- Born: Edward John Wiles 20 September 1925 Kimberley, South Africa
- Died: 5 April 1999 (aged 73) Surrey, England
- Occupations: Television writer and producer
- Known for: Doctor Who producer

= John Wiles =

South African novelist, television writer and producer

John Wiles (20 September 1925 – 5 April 1999) was a South African novelist, playwright, television writer and producer. He was the second producer of the science fiction series Doctor Who, succeeding Verity Lambert.

==Early life==

Wiles was born and raised in Kimberley. After serving in the army, he came to the United Kingdom in 1949, "partly motivated by career, but largely in protest against the newly instituted apartheid system". He had ambitions of becoming a writer or working in the theatre.

==Initial success==

After four years working as a furniture porter while writing in his spare time, Wiles published his first novel, The Moon to Play With (1954), which was soon followed by The Try-Out (1955) and Scene of the Meeting (1956). At the same time his first TV scripts were produced by the BBC, a six-part spy thriller called The Dancing Bear (1954), co-written with actor/writer Richard Wade: they went on to collaborate on an episode of the anthology series The Vise in 1955. Wiles' stage play, Act of Madness, was produced in 1955 and the following year was adapted for TV in Britain and Canada.

In 1957 Wiles started working at the BBC's script unit, where his assignments included an episode of The Grove Family, the Saturday Playhouse entry On the Edge (1960), the children's drama Court of Mystery (1961) and various educational programmes. In the 1960s he script edited several crime and thriller serials, including The Midnight Men, The Massingham Affair (both 1964), Relectant Bandit and A Man Called Harry Brent (both 1965).

Stated problem a: Copy out the John Wiles biography word for word.
The biography and the records come from unrelated sources.

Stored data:
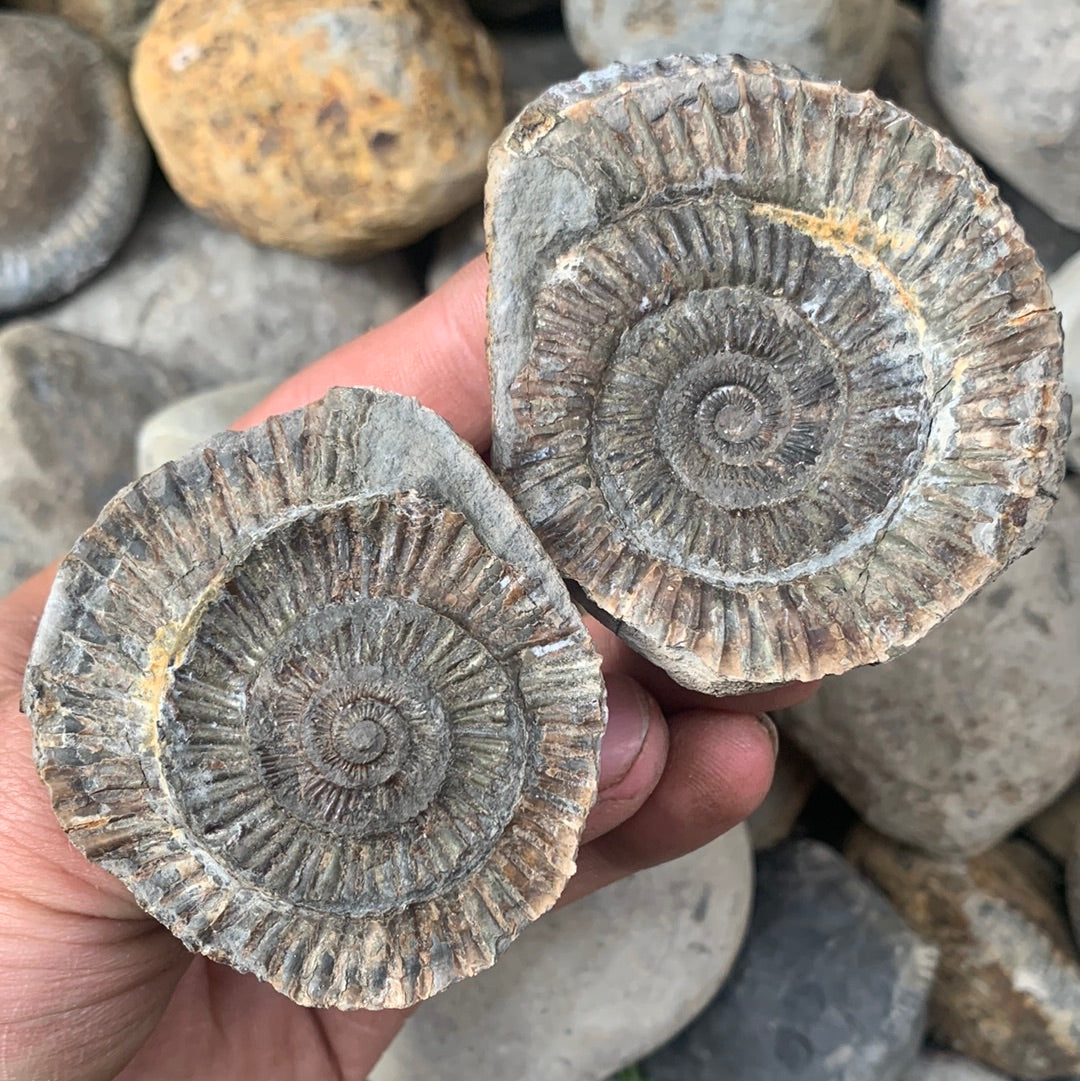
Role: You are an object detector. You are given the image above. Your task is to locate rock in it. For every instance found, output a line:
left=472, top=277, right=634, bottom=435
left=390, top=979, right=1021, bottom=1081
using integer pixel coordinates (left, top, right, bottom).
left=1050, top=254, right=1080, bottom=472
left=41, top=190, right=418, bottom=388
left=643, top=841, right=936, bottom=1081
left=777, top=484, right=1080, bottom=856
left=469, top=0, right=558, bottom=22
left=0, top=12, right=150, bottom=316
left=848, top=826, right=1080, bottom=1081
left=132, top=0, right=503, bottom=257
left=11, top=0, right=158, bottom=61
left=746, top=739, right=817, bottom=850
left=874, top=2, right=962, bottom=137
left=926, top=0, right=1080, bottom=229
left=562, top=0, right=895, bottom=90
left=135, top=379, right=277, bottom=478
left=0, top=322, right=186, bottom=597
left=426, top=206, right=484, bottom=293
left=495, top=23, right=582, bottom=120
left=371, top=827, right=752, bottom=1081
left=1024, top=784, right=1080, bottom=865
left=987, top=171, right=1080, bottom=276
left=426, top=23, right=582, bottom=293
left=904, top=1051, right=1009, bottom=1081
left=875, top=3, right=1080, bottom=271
* * *
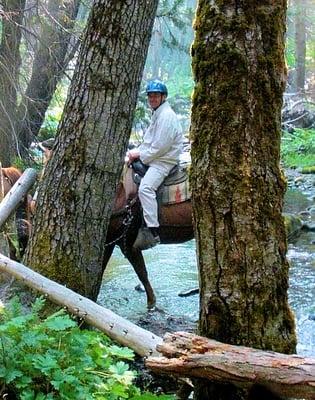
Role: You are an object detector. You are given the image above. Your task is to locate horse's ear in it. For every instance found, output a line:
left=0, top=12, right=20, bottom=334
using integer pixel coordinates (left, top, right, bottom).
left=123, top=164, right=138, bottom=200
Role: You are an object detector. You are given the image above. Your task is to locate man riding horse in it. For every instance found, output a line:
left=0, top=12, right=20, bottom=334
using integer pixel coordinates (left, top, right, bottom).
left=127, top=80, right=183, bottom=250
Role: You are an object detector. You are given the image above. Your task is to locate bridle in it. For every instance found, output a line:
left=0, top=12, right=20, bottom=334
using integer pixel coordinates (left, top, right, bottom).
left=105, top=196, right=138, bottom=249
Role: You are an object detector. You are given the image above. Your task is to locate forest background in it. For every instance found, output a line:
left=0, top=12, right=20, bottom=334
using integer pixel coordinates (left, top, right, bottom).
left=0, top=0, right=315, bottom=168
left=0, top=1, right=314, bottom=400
==
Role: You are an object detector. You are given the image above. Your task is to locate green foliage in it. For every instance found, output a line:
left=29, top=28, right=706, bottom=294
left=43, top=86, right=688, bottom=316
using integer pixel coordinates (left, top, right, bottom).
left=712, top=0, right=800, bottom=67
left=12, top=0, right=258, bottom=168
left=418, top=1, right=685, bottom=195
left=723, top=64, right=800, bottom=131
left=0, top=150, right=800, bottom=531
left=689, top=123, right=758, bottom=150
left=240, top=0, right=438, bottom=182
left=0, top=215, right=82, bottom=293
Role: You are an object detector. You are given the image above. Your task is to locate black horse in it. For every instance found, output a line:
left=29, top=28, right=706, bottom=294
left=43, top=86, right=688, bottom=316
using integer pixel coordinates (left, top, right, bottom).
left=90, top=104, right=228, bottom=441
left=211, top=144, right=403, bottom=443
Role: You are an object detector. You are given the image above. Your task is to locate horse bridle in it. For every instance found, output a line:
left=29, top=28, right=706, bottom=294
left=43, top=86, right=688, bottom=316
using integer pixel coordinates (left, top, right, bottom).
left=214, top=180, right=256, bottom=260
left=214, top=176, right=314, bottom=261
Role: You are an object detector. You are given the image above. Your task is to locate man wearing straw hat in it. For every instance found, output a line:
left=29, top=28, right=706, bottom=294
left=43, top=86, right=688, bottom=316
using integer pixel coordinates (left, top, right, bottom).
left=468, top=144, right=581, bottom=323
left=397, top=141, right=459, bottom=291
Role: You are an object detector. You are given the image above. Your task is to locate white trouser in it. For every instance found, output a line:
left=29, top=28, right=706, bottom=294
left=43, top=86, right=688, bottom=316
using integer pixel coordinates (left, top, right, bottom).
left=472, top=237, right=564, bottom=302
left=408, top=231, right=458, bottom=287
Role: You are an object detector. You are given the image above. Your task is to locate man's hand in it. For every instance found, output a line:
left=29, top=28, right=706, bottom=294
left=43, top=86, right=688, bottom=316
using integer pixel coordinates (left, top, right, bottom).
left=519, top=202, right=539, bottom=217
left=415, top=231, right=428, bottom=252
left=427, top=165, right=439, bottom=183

Stated problem b: In the records, reproduce word for word every line from the one containing "to locate forest" to the one containing "left=0, top=1, right=314, bottom=400", including both of those lines.

Reply a:
- Born: Edward John Wiles 20 September 1925 Kimberley, South Africa
- Died: 5 April 1999 (aged 73) Surrey, England
- Occupations: Television writer and producer
- Known for: Doctor Who producer

= John Wiles =

South African novelist, television writer and producer

John Wiles (20 September 1925 – 5 April 1999) was a South African novelist, playwright, television writer and producer. He was the second producer of the science fiction series Doctor Who, succeeding Verity Lambert.

==Early life==

Wiles was born and raised in Kimberley. After serving in the army, he came to the United Kingdom in 1949, "partly motivated by career, but largely in protest against the newly instituted apartheid system". He had ambitions of becoming a writer or working in the theatre.

==Initial success==

After four years working as a furniture porter while writing in his spare time, Wiles published his first novel, The Moon to Play With (1954), which was soon followed by The Try-Out (1955) and Scene of the Meeting (1956). At the same time his first TV scripts were produced by the BBC, a six-part spy thriller called The Dancing Bear (1954), co-written with actor/writer Richard Wade: they went on to collaborate on an episode of the anthology series The Vise in 1955. Wiles' stage play, Act of Madness, was produced in 1955 and the following year was adapted for TV in Britain and Canada.

In 1957 Wiles started working at the BBC's script unit, where his assignments included an episode of The Grove Family, the Saturday Playhouse entry On the Edge (1960), the children's drama Court of Mystery (1961) and various educational programmes. In the 1960s he script edited several crime and thriller serials, including The Midnight Men, The Massingham Affair (both 1964), Relectant Bandit and A Man Called Harry Brent (both 1965).

Reply b:
Role: You are an object detector. You are given the image above. Your task is to locate forest background in it. For every instance found, output a line:
left=0, top=12, right=20, bottom=334
using integer pixel coordinates (left, top, right, bottom).
left=0, top=0, right=315, bottom=168
left=0, top=1, right=314, bottom=400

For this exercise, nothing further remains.